• _Goal of the exercise_: Copy out the material below with every "Return the bounding box" changed to "Give the bounding box" and everything else left as it is. Leave out the pictures.

• _Working data_:

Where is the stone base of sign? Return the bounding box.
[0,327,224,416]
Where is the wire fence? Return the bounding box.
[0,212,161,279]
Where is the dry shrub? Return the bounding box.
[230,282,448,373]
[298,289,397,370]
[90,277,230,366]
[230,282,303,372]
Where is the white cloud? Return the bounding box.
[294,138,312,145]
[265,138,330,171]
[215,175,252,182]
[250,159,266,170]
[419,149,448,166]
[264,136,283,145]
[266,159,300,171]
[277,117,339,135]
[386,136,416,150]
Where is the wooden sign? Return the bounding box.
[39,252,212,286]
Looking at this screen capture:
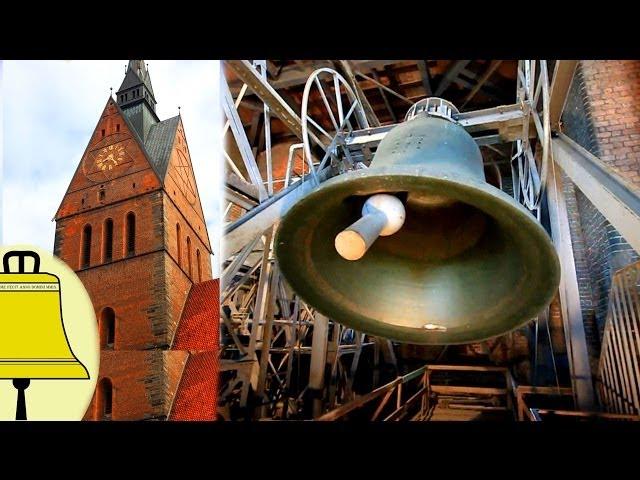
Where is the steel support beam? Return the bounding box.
[549,60,578,131]
[225,60,302,139]
[418,60,433,97]
[222,169,330,258]
[220,79,268,201]
[435,60,471,97]
[547,158,594,410]
[551,134,640,252]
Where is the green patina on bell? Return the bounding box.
[275,99,560,344]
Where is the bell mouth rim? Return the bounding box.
[275,166,560,345]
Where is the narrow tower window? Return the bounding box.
[102,218,113,263]
[80,225,91,268]
[176,223,182,265]
[187,237,191,278]
[125,212,136,257]
[99,307,116,350]
[196,248,202,282]
[96,378,113,420]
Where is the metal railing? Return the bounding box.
[316,365,427,422]
[597,262,640,415]
[316,365,515,421]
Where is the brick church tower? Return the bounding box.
[54,60,219,420]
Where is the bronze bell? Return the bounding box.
[275,98,560,344]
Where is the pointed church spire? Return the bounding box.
[116,60,159,141]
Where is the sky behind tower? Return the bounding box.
[0,60,222,276]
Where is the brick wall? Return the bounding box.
[54,94,211,420]
[562,60,640,371]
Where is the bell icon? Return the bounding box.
[0,250,89,420]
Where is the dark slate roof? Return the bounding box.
[118,60,155,98]
[169,351,219,421]
[144,115,180,181]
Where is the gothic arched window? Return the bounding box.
[99,307,116,350]
[102,218,113,263]
[80,225,91,268]
[96,377,113,420]
[187,237,191,278]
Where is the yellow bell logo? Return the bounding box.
[0,250,90,420]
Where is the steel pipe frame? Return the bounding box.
[221,60,604,420]
[547,162,595,410]
[552,133,640,252]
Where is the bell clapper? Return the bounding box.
[13,378,31,420]
[335,193,405,260]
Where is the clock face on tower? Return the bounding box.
[82,138,133,182]
[177,150,196,205]
[95,144,125,173]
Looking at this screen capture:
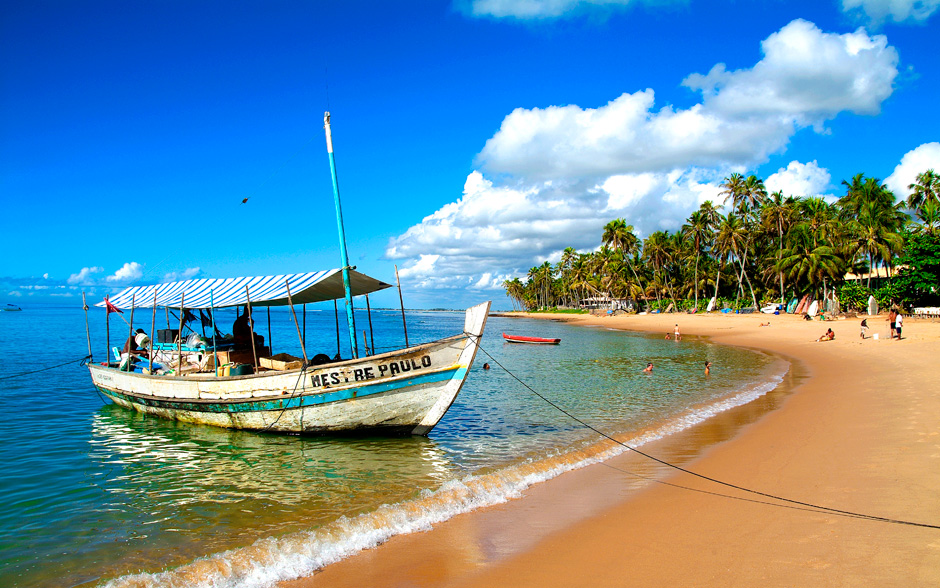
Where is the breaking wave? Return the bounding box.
[104,370,786,588]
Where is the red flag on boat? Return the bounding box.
[104,296,124,314]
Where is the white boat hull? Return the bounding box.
[89,302,489,435]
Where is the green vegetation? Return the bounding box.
[503,170,940,311]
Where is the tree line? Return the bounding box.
[503,169,940,310]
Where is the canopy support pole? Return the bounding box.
[125,294,137,371]
[147,288,159,374]
[284,280,307,367]
[333,300,342,359]
[245,284,258,371]
[209,290,219,377]
[176,292,186,376]
[104,296,111,367]
[82,290,94,362]
[366,294,375,355]
[395,264,408,348]
[323,112,359,359]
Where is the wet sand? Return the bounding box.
[282,314,940,588]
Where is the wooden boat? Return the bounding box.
[503,333,561,345]
[82,113,490,435]
[89,302,490,435]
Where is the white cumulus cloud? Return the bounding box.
[764,160,832,196]
[462,0,648,20]
[386,20,898,304]
[66,266,104,284]
[163,267,202,282]
[478,20,898,180]
[842,0,940,24]
[105,261,144,282]
[683,19,898,120]
[884,142,940,200]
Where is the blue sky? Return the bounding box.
[0,0,940,308]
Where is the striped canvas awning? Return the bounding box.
[96,269,391,310]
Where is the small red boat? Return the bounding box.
[503,333,561,345]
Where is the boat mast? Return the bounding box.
[323,112,359,358]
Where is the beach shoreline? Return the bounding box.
[282,313,940,588]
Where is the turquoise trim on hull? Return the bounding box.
[96,367,467,413]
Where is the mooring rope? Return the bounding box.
[0,355,91,380]
[261,362,309,433]
[466,333,940,529]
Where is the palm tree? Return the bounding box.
[643,231,676,304]
[917,200,940,235]
[907,169,940,211]
[761,190,796,304]
[681,211,712,309]
[715,214,757,308]
[741,174,767,216]
[838,174,906,287]
[601,218,640,296]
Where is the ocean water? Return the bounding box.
[0,304,788,587]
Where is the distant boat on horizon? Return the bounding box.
[503,333,561,345]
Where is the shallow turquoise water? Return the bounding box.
[0,305,786,586]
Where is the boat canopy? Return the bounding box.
[96,269,392,310]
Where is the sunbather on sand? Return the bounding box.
[816,329,836,342]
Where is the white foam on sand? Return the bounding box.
[105,371,786,588]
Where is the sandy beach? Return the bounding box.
[282,314,940,588]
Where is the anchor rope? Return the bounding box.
[261,362,309,432]
[0,355,91,380]
[466,333,940,529]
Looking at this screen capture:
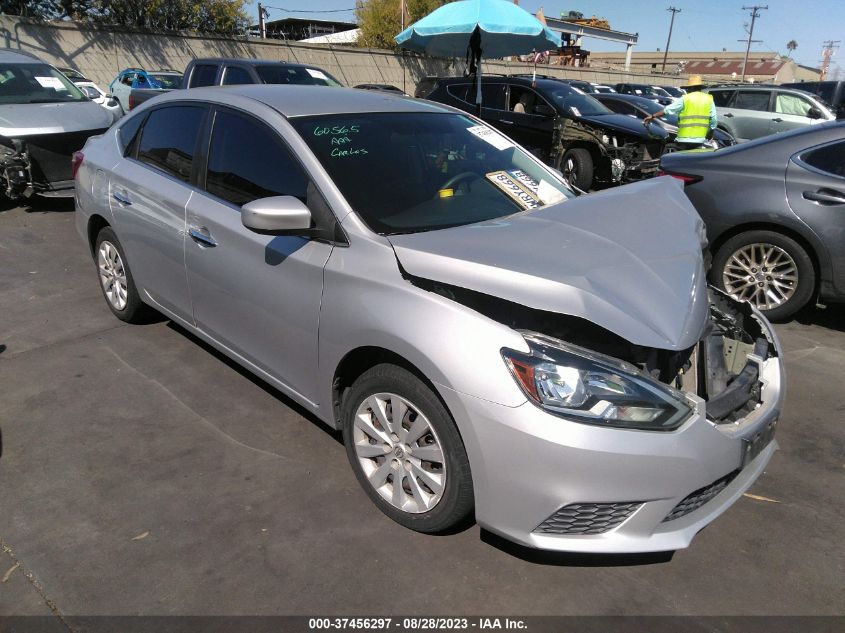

• _Response_:
Where is the stone base of sign? Give the bounding box.
[0,327,224,416]
Where is the wire fence? Give the bounding box.
[0,212,161,279]
Where is the dry shrub? Give the bounding box.
[230,282,448,373]
[298,289,397,370]
[90,277,230,366]
[230,282,303,372]
Where is the white cloud? Give the bounding box.
[294,138,312,145]
[265,138,330,171]
[215,175,252,182]
[250,159,266,170]
[419,149,448,166]
[264,136,283,145]
[266,159,300,171]
[277,117,339,135]
[386,136,416,150]
Where is the wooden sign? Give the bounding box.
[39,252,212,286]
Looking at this screen capture:
Where is the steel support beam? Give the bounding box.
[549,60,578,131]
[225,60,302,139]
[418,60,433,97]
[222,169,330,258]
[220,79,268,201]
[435,60,471,97]
[547,158,594,410]
[551,134,640,252]
Where is the green patina on bell? Give the bounding box.
[275,99,560,344]
Where is the bell mouth rim? Give the bounding box.
[275,166,560,345]
Where is the narrow tower window? Give the bounding box.
[102,218,113,263]
[80,225,91,268]
[176,223,182,265]
[187,237,191,278]
[125,212,136,257]
[99,307,116,350]
[196,248,202,282]
[96,378,113,420]
Where is the metal railing? Give the bounding box.
[316,365,427,422]
[597,262,640,415]
[316,365,515,421]
Where is the brick church tower? Give the bounding box.
[54,60,219,420]
Where is the bronze bell? Give the bounding box.
[275,98,560,344]
Where is the pointed church spire? Give the bounding box.
[116,60,159,141]
Where is the sky behind tower? Give the bounding box.
[0,60,222,276]
Where is the brick wall? Give the bounding box.
[54,94,211,420]
[562,60,640,371]
Where is the bell icon? Give the bounding box.
[0,250,89,420]
Where is the dark slate roof? Give the bounding box.
[118,60,155,98]
[169,351,219,421]
[144,115,180,181]
Where is the gothic arched window? Give the bounding box.
[99,307,116,350]
[102,218,113,263]
[80,225,91,268]
[96,377,113,420]
[187,237,191,278]
Where is the yellow bell logo? Give the bounding box.
[0,250,90,420]
Where is the steel pipe frame? Give the bounding box.
[221,60,604,420]
[547,162,595,410]
[552,133,640,252]
Where is the bell clapper? Give the bounding box.
[13,378,31,420]
[335,193,405,260]
Where is the clock face on tower? Give the bounding box.
[82,138,133,182]
[177,150,196,205]
[95,144,125,173]
Looking at this screen capture:
Where is the breaking wave? Give the bounding box.
[104,370,786,588]
Where is the red flag on boat? Give the bounding box.
[104,296,124,314]
Where is the white boat hull? Give the bounding box.
[89,302,489,435]
Where is the green vegetation? Give the bounding box.
[503,170,940,311]
Where is the tree line? Give the bounding box.
[503,169,940,310]
Where is the canopy support pole? Give the bounding box.
[125,294,137,371]
[147,288,159,374]
[284,280,307,367]
[333,300,342,359]
[245,284,258,371]
[209,290,219,377]
[176,292,186,376]
[104,296,111,367]
[82,290,94,362]
[366,294,375,355]
[395,264,408,348]
[323,112,359,359]
Where is the wet sand? Give the bounding box.
[282,314,940,588]
Where is the wooden boat? Give the bounding box.
[503,333,561,345]
[82,113,490,435]
[89,302,490,435]
Where is the white cumulus cloud? Give the bounding box.
[764,160,832,196]
[462,0,648,20]
[386,20,898,304]
[66,266,104,284]
[163,267,202,282]
[478,20,898,180]
[842,0,940,24]
[105,261,144,282]
[683,19,898,120]
[884,142,940,200]
Where is the blue sky? Give the bounding box.
[0,0,940,308]
Where is the striped canvas awning? Give the bounding box.
[96,269,391,310]
Where is the small red boat? Give the bounding box.
[503,333,561,345]
Where is the boat mast? Give the bounding box.
[323,112,359,358]
Where is the beach shoreline? Give the bounding box.
[282,313,940,588]
Where is the turquoise trim on hull? Give the bounding box.
[96,367,467,413]
Where is the mooring rope? Give the bounding box.
[0,355,91,380]
[261,362,309,433]
[466,333,940,529]
Where is the palm tree? Give the bounding box.
[643,231,676,304]
[917,200,940,235]
[907,169,940,211]
[761,190,796,304]
[681,211,712,309]
[715,214,757,308]
[741,174,767,216]
[838,174,906,287]
[601,218,640,296]
Where is the ocean water? Give the bounding box.
[0,304,788,587]
Where is the distant boat on horizon? Give the bounding box.
[503,333,561,345]
Where is the shallow turquoise water? Give the bounding box.
[0,305,786,586]
Where is the boat canopy? Give the bounding box.
[96,269,392,310]
Where is the sunbather on sand? Give the bounding box.
[816,329,836,342]
Where is the white foam on sand? Give the bounding box.
[105,371,786,588]
Where is the sandy beach? Give the bounding box.
[282,314,940,588]
Where is the anchor rope? Give the bounding box.
[261,362,309,432]
[0,355,91,380]
[466,333,940,529]
Looking at this screen capture:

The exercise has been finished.